### [Task prompt]
Your answer must be an exact copy of the records below, minus any images.

Top of Material shown

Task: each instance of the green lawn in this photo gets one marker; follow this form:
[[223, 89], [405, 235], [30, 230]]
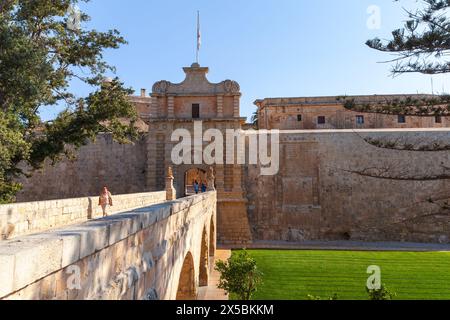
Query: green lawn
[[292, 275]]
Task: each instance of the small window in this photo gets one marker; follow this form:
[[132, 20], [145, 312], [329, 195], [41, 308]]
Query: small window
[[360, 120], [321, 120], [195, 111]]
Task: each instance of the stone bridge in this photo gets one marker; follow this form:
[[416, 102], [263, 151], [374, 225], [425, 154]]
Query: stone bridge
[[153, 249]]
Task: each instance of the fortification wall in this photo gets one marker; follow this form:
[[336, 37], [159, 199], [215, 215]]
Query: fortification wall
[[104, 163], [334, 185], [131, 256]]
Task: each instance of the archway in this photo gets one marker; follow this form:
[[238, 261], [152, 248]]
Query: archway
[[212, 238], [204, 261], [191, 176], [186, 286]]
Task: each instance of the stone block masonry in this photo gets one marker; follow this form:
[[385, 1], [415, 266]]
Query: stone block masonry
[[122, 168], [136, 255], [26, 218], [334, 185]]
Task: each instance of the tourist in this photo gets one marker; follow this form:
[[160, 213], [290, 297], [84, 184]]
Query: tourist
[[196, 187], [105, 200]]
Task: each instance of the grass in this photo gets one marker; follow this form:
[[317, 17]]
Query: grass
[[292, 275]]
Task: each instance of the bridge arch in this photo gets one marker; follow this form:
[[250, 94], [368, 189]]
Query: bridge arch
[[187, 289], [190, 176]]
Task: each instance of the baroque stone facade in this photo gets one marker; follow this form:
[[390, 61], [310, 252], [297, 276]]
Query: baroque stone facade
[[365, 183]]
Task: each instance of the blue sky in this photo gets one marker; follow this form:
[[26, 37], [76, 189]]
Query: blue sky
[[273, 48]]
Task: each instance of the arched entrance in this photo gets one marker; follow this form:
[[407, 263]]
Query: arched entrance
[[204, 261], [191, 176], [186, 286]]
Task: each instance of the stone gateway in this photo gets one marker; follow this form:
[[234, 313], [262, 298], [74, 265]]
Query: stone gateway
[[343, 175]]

Bottom of Material shown

### [Exercise solution]
Task: each instance of the green lawn in this photo gets one marker; follow this form:
[[223, 89], [405, 235], [30, 230]]
Query: green lawn
[[292, 275]]
Task: each instance of the small window in this photo gets one marker; follow this form:
[[132, 20], [145, 312], [329, 195], [41, 308]]
Query: small window
[[360, 120], [321, 120], [195, 111]]
Task: each instance of the stone bridge in this photo gets one marker; follow this form:
[[416, 102], [263, 151], [374, 225], [425, 154]]
Query: stone bridge
[[153, 249]]
Task: each instance of the fortification wall in this photo gets one marker; follow this form:
[[336, 37], [159, 199], [215, 215]]
Query: fortification wall
[[104, 163], [334, 185], [131, 256]]
Task: each instance of the archway in this photo gets one marker; follow this form:
[[238, 261], [152, 248]]
Query: archway
[[212, 238], [204, 261], [191, 176], [186, 286]]
Task: each instance of the stone block masonry in this photo gets one marker; follow this form:
[[385, 1], [415, 266]]
Query: stone block masonry
[[122, 168], [136, 255], [26, 218], [334, 185]]
Task: each instance of the tourist in this photo gets one marker; follow this form:
[[160, 213], [290, 297], [84, 184]]
Query: tourist
[[196, 187], [105, 200]]
Task: each instance of the grass in this photo gets one marker; follow this form:
[[317, 17]]
Query: grass
[[292, 275]]
Task: each instance of the bridge arch in this photo gets one marker; follow this form:
[[250, 94], [368, 189]]
Query: bridge arch
[[187, 289], [190, 176]]
Task: each instance of the baroque stone facade in this photo gets one marker; follow this form:
[[390, 61], [310, 252], [297, 276]]
Query: baroque stone facade
[[365, 183]]
Task: each instance of the blue sky in this photo gets one marker; follow this form:
[[26, 37], [76, 189]]
Query: blue sky
[[273, 48]]
Task: each instance of the arched entrance in this photo gets one marker; follow this form:
[[407, 263]]
Query: arched entrance
[[204, 261], [191, 176], [186, 286]]
Task: each instance of the stone gateway in this photo gets one marker; follow this form:
[[234, 313], [262, 298], [74, 265]]
Query: stone gateway
[[343, 175]]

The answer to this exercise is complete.